▶ EXERCISE REQUIREMENTS: If a line in the data below holds the word "relief", copy it.

Referring expression data

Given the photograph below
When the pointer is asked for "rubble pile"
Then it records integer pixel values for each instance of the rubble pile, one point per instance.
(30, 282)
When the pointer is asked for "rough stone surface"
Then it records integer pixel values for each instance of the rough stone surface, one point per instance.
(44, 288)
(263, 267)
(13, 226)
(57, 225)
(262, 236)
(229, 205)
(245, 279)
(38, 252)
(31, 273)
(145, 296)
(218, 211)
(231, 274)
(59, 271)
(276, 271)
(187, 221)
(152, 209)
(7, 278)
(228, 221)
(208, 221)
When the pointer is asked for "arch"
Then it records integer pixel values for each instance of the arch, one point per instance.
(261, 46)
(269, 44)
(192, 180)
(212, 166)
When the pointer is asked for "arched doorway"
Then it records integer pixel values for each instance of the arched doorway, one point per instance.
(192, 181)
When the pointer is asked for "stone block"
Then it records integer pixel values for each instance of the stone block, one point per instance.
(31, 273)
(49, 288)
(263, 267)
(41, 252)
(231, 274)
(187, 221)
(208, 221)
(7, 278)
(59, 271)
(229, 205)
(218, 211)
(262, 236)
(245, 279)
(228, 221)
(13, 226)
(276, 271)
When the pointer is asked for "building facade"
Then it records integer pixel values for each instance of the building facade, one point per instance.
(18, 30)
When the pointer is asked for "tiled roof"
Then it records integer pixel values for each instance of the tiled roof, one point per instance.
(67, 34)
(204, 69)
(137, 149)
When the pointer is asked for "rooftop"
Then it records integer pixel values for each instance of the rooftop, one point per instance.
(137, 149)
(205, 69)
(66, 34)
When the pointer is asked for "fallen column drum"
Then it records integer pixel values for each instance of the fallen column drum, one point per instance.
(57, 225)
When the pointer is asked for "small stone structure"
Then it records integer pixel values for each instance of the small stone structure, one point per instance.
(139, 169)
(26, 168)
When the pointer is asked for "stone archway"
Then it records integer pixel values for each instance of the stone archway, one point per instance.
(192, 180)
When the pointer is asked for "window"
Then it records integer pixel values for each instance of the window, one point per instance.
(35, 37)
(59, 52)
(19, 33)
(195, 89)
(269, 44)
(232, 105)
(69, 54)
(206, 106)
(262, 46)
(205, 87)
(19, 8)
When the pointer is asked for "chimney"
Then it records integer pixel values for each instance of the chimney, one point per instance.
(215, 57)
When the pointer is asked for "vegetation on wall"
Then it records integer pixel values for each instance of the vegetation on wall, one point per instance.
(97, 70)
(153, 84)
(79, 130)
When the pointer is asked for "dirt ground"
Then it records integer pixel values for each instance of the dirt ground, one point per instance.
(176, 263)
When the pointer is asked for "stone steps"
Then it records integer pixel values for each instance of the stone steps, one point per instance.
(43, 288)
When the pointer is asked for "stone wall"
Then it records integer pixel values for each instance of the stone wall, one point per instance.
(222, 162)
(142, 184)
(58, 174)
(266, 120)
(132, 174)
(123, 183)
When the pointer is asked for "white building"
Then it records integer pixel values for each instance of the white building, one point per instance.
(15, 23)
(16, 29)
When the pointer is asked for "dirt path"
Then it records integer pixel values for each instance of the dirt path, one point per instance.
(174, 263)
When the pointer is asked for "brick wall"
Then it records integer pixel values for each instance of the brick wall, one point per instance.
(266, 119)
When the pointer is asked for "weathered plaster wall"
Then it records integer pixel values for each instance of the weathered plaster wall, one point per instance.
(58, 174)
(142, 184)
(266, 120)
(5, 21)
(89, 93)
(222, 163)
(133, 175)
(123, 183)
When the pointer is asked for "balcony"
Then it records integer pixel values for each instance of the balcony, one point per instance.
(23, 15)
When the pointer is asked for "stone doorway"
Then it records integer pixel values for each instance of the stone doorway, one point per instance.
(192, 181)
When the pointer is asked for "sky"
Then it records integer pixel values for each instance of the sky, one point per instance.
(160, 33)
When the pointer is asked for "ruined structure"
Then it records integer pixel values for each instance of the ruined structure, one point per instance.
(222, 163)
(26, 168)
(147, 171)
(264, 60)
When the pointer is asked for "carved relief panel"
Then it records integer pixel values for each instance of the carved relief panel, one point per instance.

▶ RESULT OF THE EXERCISE:
When the pointer is asked for "carved relief panel"
Then it records integer pixel values for each instance of the carved relief panel, one point per instance.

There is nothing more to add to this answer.